What to work on: How many lines in the listing below contain the string "cliff"? Uppercase and lowercase must match. Reply with the number alone.

Material for the task:
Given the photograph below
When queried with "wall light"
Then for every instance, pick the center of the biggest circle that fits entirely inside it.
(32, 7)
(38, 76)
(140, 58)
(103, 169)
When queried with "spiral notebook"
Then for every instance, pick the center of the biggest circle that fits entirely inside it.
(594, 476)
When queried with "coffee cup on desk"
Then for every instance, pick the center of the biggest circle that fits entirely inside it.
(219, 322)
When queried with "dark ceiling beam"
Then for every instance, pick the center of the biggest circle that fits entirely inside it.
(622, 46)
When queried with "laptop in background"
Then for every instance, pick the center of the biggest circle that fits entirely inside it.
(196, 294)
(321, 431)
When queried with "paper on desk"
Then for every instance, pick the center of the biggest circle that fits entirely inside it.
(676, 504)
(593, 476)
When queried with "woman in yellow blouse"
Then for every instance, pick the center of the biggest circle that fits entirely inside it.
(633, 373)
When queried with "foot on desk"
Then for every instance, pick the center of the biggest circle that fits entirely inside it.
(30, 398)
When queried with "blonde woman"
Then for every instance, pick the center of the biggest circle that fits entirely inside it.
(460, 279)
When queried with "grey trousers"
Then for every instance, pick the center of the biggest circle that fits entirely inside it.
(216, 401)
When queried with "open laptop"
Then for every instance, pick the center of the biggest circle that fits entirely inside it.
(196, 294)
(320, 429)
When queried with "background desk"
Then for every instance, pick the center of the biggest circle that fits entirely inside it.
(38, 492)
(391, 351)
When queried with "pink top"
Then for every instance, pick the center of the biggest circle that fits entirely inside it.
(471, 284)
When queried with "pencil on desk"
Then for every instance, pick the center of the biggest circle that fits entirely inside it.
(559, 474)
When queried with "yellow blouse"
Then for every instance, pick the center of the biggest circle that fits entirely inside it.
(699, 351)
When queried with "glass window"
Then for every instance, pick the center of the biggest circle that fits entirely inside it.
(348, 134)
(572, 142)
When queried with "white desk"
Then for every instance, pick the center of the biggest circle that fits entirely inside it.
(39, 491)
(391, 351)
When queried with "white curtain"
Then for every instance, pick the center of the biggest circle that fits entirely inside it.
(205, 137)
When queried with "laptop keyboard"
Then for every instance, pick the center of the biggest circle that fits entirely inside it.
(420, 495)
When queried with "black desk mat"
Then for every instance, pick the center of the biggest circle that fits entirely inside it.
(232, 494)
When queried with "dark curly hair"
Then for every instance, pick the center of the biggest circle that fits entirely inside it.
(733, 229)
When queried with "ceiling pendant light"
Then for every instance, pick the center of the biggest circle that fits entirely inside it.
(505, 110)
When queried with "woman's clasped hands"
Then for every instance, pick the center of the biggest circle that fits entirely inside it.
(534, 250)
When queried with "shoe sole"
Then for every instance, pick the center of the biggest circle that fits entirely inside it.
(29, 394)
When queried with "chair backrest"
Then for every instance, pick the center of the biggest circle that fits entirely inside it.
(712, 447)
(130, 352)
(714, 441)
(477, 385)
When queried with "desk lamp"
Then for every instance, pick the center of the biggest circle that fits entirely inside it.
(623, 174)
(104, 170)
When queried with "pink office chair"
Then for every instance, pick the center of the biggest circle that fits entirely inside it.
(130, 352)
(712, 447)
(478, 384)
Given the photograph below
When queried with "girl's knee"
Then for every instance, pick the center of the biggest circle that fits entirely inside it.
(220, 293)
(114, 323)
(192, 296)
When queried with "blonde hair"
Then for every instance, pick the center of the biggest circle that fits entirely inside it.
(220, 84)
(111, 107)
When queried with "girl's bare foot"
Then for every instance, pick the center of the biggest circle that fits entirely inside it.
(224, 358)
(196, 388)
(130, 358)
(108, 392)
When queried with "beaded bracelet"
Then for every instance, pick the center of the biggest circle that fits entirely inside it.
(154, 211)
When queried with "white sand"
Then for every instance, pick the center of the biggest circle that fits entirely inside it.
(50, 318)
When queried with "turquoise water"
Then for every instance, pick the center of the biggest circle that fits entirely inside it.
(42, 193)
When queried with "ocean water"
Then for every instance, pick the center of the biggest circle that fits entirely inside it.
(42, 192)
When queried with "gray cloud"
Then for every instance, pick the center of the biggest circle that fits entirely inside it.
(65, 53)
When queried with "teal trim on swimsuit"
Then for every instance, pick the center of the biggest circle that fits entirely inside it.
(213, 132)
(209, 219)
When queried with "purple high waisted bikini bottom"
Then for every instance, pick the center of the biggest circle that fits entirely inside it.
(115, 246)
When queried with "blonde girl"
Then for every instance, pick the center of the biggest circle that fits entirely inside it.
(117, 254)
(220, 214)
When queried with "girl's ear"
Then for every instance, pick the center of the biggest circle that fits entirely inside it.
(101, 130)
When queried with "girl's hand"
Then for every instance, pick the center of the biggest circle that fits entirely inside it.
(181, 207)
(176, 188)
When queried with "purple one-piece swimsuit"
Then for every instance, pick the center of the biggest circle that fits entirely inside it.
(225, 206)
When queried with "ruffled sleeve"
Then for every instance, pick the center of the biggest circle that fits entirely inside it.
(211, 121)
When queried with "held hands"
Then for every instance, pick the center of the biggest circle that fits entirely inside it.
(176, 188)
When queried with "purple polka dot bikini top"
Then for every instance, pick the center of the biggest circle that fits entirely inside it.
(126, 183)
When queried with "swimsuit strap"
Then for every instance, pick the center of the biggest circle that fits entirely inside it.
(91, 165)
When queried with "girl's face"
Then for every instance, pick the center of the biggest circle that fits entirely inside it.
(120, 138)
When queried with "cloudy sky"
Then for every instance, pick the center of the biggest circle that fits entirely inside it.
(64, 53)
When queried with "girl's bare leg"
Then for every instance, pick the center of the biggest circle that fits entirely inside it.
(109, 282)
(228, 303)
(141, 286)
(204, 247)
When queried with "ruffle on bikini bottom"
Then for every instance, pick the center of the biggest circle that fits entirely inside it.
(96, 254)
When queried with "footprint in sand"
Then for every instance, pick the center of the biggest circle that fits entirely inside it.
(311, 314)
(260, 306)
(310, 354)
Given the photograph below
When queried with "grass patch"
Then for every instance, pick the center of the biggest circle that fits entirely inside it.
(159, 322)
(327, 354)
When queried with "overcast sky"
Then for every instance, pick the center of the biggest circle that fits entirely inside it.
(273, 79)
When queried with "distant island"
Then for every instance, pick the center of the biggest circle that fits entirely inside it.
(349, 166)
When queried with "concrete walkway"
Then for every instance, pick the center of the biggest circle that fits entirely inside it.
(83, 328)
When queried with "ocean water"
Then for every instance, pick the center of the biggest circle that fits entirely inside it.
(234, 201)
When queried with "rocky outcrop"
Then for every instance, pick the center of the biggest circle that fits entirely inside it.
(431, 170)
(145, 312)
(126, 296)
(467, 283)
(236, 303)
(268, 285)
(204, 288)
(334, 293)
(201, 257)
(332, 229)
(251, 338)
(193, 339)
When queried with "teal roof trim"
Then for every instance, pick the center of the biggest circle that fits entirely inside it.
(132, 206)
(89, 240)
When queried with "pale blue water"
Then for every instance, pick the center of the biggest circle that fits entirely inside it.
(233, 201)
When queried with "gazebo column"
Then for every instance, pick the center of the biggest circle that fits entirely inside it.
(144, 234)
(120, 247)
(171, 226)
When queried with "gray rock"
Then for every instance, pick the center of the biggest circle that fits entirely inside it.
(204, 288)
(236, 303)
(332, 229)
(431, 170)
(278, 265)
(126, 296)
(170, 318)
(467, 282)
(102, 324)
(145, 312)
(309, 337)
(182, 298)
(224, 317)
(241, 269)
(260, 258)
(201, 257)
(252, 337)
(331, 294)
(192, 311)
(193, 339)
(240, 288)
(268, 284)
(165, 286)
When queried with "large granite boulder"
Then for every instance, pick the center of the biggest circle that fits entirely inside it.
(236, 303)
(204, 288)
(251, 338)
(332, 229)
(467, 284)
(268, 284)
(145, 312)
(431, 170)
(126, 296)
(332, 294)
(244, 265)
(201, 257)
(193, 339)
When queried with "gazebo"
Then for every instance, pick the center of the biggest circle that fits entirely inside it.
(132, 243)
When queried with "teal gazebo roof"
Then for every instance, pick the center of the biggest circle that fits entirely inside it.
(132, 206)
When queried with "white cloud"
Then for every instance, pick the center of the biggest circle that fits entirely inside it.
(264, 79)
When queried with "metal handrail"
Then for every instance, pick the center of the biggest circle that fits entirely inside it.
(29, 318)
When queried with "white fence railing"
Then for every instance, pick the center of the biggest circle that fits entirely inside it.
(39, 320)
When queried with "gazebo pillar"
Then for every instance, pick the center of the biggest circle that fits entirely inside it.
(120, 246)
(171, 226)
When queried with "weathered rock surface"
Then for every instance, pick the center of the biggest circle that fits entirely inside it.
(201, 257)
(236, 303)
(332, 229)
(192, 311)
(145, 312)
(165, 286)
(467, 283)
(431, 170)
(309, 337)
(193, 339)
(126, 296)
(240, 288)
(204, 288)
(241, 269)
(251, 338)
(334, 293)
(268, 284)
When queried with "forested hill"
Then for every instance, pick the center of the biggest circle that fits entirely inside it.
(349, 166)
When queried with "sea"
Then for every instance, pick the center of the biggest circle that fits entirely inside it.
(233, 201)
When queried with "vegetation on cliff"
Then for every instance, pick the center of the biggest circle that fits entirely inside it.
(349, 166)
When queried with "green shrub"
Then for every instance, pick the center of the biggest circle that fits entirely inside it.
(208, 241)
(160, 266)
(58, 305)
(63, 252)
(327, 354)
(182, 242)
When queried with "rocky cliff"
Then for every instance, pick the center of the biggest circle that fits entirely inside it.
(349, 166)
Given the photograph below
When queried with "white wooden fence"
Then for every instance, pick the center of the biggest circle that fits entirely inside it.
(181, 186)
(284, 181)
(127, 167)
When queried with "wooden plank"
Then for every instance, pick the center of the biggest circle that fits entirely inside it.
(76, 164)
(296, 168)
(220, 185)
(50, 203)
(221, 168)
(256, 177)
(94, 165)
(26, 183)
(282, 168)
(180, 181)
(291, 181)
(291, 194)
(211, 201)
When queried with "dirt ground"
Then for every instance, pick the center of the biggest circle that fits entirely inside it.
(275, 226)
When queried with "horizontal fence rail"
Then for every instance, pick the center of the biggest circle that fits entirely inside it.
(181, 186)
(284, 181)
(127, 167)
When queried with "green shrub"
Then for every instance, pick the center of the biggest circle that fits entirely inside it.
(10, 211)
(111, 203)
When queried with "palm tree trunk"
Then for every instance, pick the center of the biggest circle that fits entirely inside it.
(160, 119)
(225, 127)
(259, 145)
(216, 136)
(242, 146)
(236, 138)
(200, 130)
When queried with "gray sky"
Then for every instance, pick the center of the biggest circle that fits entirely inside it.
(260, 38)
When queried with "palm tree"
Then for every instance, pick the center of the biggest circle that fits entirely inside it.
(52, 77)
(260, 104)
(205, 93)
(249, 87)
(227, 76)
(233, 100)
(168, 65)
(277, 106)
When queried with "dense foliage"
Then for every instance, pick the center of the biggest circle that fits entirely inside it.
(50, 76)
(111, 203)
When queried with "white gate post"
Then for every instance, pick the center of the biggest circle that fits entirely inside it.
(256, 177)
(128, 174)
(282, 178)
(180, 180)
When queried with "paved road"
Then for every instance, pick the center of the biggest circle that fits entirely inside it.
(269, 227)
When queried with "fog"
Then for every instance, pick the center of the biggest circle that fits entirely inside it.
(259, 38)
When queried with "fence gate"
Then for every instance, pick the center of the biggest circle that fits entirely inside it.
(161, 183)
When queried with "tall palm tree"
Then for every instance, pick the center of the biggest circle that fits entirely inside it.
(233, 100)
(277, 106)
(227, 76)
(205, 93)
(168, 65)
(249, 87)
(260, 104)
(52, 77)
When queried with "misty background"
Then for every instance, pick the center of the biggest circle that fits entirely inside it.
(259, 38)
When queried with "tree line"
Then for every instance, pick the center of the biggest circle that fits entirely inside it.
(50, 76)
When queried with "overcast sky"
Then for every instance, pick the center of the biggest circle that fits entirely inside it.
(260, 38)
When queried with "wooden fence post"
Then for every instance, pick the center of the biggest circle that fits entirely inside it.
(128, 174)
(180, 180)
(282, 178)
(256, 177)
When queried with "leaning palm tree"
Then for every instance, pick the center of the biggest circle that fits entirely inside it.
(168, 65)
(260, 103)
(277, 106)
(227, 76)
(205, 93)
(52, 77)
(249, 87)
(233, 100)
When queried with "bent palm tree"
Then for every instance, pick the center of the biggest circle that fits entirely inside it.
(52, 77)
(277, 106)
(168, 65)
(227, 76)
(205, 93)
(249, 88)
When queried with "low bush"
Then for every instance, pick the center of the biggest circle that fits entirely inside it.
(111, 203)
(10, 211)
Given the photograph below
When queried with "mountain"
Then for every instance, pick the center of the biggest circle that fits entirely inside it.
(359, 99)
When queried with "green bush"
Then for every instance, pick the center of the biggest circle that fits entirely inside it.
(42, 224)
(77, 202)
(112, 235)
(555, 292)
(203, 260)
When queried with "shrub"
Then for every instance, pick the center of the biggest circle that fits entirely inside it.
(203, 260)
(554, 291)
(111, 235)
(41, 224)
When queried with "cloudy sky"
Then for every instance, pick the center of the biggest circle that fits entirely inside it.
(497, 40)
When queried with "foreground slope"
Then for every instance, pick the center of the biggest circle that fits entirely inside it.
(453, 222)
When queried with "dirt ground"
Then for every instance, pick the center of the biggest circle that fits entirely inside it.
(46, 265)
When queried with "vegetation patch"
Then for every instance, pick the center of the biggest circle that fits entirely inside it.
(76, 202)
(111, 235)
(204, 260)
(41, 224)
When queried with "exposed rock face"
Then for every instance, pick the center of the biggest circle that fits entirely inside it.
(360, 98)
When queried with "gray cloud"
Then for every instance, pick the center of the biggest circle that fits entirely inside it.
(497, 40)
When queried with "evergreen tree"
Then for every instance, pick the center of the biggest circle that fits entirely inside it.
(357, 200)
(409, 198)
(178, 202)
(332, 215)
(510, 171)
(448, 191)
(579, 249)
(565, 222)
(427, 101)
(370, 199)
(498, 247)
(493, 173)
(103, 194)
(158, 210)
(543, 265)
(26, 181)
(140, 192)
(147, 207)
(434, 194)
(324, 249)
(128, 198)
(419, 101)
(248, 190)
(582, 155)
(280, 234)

Finished answer: 2